= Task brief =
Look in the data below for the line that contains "Question. Put a dot on every instance of the green". Copy that line and the remaining lines exactly.

Data items
◇ ◇ ◇ ◇ ◇
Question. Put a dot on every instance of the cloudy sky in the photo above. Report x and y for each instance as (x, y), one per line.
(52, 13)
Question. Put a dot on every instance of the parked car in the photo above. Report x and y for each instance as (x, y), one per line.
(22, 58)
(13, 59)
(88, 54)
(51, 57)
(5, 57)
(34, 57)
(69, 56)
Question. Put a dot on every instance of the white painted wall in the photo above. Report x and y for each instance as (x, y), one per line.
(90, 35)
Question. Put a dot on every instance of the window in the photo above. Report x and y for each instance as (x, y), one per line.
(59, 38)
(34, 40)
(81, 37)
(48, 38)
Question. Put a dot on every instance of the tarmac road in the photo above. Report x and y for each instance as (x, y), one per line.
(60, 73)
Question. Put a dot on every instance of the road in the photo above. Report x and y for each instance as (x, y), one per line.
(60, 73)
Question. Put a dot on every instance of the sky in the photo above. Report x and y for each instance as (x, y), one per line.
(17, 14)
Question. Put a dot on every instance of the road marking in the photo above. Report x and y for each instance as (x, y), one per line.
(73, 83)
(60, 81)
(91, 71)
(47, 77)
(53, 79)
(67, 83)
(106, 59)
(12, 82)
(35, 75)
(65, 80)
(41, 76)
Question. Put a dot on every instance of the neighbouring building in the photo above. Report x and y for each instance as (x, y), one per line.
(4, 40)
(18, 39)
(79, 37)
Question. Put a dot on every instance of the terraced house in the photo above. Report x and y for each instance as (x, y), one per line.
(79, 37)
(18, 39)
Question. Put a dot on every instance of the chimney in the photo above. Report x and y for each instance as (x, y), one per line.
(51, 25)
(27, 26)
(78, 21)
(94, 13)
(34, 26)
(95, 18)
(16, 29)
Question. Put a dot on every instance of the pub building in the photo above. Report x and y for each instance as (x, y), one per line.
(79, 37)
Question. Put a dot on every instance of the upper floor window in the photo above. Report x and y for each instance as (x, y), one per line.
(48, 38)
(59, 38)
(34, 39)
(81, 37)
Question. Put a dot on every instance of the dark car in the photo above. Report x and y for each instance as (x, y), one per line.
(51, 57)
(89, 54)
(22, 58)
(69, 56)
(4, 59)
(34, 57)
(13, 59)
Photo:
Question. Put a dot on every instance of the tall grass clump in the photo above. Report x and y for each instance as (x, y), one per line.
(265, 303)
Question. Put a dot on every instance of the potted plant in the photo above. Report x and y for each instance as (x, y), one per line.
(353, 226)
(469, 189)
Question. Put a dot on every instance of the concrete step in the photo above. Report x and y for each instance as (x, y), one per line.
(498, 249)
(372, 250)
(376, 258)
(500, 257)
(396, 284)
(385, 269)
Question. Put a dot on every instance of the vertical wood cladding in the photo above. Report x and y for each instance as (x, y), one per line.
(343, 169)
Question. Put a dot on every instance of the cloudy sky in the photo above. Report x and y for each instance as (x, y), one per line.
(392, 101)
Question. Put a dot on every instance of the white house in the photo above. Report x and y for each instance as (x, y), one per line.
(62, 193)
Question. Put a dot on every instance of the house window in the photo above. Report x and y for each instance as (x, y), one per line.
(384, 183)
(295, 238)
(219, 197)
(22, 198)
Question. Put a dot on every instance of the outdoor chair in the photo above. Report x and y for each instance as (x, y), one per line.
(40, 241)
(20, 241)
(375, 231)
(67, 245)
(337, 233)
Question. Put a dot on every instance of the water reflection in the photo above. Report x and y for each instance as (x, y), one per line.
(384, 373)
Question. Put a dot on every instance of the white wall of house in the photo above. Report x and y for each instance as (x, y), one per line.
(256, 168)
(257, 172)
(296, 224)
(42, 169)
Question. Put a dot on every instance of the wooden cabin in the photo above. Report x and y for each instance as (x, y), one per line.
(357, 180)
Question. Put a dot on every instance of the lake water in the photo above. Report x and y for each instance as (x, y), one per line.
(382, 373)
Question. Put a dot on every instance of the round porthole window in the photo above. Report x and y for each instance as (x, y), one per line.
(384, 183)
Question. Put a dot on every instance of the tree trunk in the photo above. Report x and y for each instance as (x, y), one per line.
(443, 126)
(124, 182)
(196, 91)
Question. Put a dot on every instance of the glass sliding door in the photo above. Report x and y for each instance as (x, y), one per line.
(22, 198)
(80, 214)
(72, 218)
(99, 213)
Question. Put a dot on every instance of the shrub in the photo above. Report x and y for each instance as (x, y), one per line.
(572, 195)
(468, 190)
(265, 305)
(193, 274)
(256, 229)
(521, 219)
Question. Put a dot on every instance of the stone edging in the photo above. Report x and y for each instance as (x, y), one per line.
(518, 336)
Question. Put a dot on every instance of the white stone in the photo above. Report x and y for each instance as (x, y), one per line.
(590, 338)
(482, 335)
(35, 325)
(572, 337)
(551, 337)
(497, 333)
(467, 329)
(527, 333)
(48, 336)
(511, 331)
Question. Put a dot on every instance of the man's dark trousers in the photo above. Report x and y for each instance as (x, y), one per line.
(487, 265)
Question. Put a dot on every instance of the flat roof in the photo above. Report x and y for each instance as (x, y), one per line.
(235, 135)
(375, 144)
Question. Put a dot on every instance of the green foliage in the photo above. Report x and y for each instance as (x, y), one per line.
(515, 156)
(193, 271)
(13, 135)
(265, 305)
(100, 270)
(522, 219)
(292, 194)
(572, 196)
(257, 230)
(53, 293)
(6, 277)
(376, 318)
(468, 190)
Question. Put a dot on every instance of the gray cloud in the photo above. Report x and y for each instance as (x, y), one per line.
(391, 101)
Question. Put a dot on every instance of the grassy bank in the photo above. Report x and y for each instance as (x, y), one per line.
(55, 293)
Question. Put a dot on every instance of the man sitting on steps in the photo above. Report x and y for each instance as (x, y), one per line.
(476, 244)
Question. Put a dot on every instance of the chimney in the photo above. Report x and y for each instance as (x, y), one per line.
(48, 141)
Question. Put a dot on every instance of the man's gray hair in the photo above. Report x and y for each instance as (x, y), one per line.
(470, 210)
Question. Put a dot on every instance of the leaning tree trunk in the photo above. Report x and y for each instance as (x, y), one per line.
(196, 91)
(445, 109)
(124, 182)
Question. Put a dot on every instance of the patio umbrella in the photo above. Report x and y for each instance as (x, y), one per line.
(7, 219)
◇ ◇ ◇ ◇ ◇
= Solved exercise =
Question. Put a dot on every instance of the green foliage in the photo above. Report x and y for each instance as (x, y), one per line.
(515, 156)
(193, 271)
(13, 135)
(265, 305)
(100, 270)
(522, 219)
(292, 194)
(572, 196)
(257, 230)
(53, 293)
(6, 277)
(376, 318)
(468, 190)
Question. Put a dot on every instance of the gray cloud in the photo above. Report x and y for each instance as (x, y), one per line.
(391, 101)
Question. Put a dot on every instance of the grassy bank in the photo above. Report x and y for each instance as (x, y), one per line.
(55, 293)
Question. Put a dot on every instance of the man sitting on steps in the photo above. Report x and y for each instance as (x, y), one per line.
(476, 244)
Question. Put a dot on every instance of the chimney in the photo above. Report x and y for each instance as (x, y), one per line.
(48, 141)
Question. Put a dot on every instance of the man's gray hair in the photo above. Report x and y for each instance as (x, y), one per line.
(470, 210)
Question. Put a dot on every instance of the leaning tree trunk in the photo above. Report x and y for each instance as (x, y), one per line.
(196, 91)
(445, 109)
(124, 182)
Question. Put a dot on every instance of the patio umbrella in the photo above. Report x and y for each instance as (x, y), one per line.
(7, 219)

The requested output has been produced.